▸ EXERCISE MATERIAL:
------------------------------------------------------------------------

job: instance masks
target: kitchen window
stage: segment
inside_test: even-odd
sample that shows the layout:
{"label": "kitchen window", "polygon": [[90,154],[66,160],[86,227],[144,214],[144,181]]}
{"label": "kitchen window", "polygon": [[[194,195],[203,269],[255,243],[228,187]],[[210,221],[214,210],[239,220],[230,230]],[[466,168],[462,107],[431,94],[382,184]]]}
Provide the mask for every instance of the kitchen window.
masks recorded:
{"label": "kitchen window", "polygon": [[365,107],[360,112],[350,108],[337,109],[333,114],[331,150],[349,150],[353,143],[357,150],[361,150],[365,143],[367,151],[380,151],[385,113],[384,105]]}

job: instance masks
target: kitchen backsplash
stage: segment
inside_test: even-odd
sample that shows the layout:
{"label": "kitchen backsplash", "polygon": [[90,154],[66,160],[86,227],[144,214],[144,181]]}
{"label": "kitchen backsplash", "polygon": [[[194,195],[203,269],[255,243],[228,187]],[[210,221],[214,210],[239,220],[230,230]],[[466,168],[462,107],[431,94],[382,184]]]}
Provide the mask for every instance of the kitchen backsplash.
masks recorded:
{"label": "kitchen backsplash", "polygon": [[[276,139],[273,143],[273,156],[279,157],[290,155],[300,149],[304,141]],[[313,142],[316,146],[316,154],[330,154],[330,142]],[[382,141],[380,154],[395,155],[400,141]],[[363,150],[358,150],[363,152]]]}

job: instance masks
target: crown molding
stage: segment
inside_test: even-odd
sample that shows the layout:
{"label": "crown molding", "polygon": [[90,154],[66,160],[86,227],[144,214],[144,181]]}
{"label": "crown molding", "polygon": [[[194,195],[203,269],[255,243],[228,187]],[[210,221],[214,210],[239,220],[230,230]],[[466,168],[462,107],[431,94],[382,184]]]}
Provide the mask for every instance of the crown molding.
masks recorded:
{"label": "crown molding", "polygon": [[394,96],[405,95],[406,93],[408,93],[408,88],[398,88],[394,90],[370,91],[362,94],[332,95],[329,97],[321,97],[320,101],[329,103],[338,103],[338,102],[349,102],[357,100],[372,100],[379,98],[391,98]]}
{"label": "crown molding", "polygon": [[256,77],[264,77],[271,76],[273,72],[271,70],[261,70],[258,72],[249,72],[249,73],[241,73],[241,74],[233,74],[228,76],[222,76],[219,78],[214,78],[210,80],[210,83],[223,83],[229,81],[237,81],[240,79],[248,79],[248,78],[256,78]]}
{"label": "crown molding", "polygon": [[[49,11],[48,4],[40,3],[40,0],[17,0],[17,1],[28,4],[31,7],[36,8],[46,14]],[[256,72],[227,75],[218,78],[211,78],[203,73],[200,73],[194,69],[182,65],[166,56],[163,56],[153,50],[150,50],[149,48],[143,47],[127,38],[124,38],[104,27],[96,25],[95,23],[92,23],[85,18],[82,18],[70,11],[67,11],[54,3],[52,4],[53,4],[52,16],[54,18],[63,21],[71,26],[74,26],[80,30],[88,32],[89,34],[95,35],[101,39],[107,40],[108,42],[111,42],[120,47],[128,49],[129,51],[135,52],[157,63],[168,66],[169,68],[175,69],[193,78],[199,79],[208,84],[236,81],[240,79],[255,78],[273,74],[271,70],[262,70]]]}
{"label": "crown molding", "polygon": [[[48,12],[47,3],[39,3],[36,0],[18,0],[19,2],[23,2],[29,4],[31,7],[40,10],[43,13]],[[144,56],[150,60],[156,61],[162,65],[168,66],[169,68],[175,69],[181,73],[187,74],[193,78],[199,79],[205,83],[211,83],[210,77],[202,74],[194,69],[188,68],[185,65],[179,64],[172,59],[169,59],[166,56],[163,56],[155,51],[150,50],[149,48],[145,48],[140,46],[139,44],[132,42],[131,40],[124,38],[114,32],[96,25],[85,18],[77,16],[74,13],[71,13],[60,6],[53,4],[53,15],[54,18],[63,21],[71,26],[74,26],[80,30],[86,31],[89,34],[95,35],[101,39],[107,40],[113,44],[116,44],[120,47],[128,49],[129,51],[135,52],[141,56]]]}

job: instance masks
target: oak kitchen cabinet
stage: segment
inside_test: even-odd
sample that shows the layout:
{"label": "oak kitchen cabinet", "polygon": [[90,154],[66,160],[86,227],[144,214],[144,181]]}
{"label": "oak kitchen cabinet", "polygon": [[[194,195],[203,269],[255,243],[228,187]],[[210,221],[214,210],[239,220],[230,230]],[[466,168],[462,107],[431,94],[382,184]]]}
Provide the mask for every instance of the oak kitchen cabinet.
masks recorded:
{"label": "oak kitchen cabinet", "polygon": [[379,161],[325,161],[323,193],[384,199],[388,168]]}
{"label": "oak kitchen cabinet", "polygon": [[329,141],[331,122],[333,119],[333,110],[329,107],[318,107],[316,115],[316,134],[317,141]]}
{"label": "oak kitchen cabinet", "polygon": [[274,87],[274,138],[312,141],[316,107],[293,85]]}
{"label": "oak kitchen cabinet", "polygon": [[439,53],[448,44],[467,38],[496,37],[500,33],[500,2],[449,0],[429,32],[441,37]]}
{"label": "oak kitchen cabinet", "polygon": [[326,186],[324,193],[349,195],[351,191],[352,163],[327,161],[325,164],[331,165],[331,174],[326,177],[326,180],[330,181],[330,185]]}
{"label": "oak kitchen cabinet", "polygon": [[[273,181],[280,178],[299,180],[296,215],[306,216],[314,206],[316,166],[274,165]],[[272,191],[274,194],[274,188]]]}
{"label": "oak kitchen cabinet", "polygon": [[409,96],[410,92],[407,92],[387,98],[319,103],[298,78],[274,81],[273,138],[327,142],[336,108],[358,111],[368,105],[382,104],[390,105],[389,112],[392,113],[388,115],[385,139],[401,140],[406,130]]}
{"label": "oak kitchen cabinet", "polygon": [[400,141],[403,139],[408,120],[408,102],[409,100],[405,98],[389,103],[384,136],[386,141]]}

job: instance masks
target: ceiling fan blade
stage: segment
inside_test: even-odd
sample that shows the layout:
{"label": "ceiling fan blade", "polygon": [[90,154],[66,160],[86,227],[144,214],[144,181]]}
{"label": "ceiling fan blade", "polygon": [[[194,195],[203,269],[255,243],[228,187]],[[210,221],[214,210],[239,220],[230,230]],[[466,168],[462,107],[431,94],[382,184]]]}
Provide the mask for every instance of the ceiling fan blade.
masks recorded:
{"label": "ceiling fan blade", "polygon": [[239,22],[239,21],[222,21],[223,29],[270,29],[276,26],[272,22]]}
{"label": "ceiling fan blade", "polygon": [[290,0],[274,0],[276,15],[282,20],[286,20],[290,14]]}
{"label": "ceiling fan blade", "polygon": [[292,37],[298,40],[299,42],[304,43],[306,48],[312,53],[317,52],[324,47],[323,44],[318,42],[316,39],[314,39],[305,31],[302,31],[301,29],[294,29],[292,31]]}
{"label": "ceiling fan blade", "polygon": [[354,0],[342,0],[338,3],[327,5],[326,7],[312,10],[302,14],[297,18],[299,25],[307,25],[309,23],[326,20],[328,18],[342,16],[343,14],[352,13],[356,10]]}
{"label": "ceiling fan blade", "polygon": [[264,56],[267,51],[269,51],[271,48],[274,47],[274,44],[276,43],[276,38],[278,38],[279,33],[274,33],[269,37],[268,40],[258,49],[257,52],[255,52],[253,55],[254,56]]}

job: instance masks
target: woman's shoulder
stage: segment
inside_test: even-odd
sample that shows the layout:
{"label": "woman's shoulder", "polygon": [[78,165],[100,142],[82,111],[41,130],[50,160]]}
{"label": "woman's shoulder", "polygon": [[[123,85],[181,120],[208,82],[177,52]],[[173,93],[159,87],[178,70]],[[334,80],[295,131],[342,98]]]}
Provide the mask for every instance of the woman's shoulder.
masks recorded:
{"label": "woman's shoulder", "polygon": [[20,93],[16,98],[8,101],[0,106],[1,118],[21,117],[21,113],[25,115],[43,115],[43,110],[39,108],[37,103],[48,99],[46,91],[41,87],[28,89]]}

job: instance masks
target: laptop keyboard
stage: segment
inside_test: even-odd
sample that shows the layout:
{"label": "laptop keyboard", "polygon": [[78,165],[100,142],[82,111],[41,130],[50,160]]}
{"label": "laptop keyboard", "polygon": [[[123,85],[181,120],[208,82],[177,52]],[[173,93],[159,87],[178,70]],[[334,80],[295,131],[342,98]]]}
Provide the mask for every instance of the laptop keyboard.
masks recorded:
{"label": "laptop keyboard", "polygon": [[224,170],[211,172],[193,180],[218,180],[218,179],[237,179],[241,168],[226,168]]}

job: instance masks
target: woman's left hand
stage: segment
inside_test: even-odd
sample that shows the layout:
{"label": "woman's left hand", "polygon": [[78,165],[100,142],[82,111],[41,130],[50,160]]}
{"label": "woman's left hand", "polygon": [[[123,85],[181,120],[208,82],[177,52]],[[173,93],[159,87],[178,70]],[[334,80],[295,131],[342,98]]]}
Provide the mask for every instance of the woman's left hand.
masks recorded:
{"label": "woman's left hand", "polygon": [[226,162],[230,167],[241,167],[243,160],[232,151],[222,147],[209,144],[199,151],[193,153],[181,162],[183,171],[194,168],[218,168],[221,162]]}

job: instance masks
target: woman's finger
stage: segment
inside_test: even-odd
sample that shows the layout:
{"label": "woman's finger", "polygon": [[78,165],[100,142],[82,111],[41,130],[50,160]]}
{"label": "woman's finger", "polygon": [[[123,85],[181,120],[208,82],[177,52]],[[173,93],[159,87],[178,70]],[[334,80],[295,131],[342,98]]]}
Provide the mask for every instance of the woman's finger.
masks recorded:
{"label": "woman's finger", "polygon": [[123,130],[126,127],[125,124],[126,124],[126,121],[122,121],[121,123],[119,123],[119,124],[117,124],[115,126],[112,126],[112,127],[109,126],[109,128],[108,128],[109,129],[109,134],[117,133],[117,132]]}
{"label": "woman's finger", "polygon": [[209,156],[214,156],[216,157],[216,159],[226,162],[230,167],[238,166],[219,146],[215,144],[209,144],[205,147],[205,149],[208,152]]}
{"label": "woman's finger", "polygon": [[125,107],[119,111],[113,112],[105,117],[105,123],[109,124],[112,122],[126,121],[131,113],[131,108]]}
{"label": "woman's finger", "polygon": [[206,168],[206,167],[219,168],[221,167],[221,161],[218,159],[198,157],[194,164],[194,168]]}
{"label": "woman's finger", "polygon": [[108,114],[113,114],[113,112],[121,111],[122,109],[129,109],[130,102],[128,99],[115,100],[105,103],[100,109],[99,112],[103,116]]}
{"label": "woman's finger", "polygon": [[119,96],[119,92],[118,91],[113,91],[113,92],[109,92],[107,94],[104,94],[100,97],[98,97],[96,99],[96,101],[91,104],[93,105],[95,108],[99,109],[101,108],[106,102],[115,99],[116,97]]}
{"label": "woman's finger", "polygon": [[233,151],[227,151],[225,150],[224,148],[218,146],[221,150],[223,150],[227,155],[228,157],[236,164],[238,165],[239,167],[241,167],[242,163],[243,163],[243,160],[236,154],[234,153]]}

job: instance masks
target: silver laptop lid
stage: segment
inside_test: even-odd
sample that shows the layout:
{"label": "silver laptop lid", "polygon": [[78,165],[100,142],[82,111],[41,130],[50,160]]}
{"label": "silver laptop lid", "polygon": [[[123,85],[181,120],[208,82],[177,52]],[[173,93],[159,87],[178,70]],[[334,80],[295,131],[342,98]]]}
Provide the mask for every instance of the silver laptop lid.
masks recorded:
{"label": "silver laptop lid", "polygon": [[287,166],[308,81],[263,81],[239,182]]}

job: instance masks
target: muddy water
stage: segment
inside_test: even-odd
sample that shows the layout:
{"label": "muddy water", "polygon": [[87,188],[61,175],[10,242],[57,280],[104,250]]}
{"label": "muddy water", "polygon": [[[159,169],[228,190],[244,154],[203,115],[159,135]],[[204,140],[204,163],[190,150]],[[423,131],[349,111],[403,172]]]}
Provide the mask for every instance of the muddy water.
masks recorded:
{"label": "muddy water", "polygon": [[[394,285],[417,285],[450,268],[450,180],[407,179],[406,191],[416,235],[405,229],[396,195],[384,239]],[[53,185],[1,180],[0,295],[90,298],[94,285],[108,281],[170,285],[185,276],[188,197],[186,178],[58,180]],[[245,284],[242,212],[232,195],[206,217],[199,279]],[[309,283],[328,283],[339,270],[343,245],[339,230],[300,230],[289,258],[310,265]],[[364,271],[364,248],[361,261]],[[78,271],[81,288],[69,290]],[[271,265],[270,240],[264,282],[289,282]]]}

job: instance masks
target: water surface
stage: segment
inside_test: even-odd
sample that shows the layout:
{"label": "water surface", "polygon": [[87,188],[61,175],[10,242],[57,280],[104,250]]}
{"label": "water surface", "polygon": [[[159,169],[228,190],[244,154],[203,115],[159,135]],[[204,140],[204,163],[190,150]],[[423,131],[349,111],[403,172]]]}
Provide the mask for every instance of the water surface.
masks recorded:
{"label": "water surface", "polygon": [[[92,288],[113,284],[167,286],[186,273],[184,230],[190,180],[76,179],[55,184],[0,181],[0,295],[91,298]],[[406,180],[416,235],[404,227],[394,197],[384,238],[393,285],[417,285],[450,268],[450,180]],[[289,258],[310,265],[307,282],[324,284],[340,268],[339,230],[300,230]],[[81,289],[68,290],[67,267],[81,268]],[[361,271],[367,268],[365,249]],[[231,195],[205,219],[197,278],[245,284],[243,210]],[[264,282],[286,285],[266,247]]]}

------------------------------------------------------------------------

▸ EXERCISE INSTRUCTIONS: Gather each line of the listing that holds the string "Provide".

▸ YOUR RESPONSE:
Provide the mask for every instance of the kitchen window.
Provide the mask for every instance of the kitchen backsplash.
Provide the mask for every instance of the crown molding.
Provide the mask for every instance of the oak kitchen cabinet.
Provide the mask for every instance of the ceiling fan blade.
Provide the mask for every instance of the woman's shoulder.
Provide the mask for every instance of the laptop keyboard.
Provide the mask for every instance of the woman's left hand.
Provide the mask for every instance of the woman's finger.
Provide the mask for every instance of the silver laptop lid.
Provide the mask for every instance of the muddy water.
Provide the mask for every instance of the water surface.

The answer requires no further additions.